◆ **WHAT THIS TASK INVOLVES**
Retype the lines below word for word, with every character kept the same. Leave the pictures out of your copy.

━━━━━━━━━━

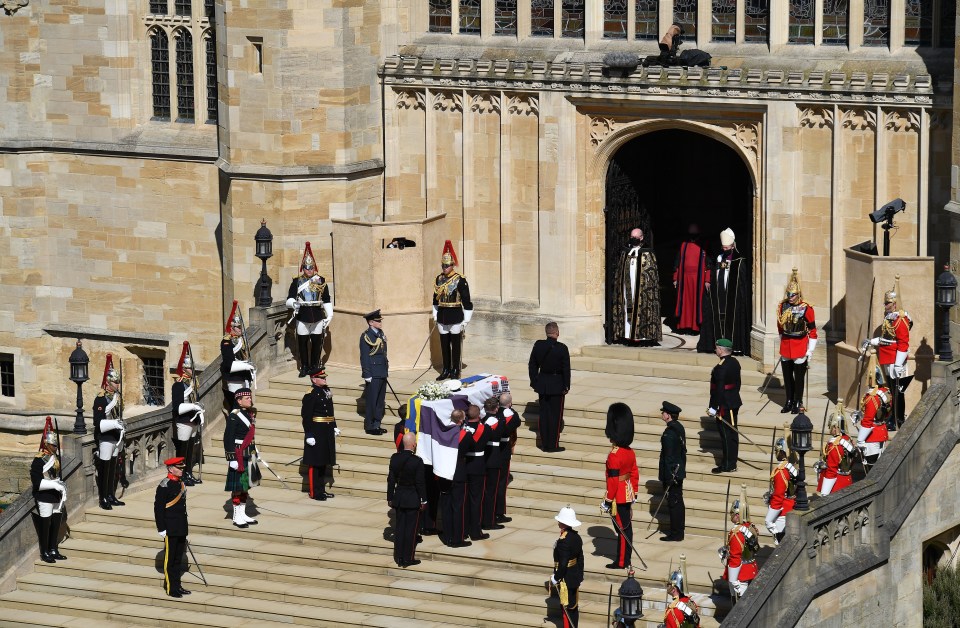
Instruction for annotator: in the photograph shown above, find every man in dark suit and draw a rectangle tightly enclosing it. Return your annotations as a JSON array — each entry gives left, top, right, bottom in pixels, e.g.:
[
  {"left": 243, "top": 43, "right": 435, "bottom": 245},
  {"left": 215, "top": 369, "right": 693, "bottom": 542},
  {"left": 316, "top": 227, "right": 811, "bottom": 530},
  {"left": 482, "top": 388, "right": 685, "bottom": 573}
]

━━━━━━━━━━

◆ **EXPECTED OUTPUT**
Instruction for annotator: in the photograph shown above, find every man in dark suit and draw a rectangle tightly enclosing it. Return your annotations as a JSON array — each entry gives left, top, right, bottom in pixels, e.g.:
[
  {"left": 243, "top": 43, "right": 435, "bottom": 245},
  {"left": 215, "top": 369, "right": 693, "bottom": 542},
  {"left": 316, "top": 227, "right": 811, "bottom": 530},
  {"left": 482, "top": 388, "right": 685, "bottom": 573}
]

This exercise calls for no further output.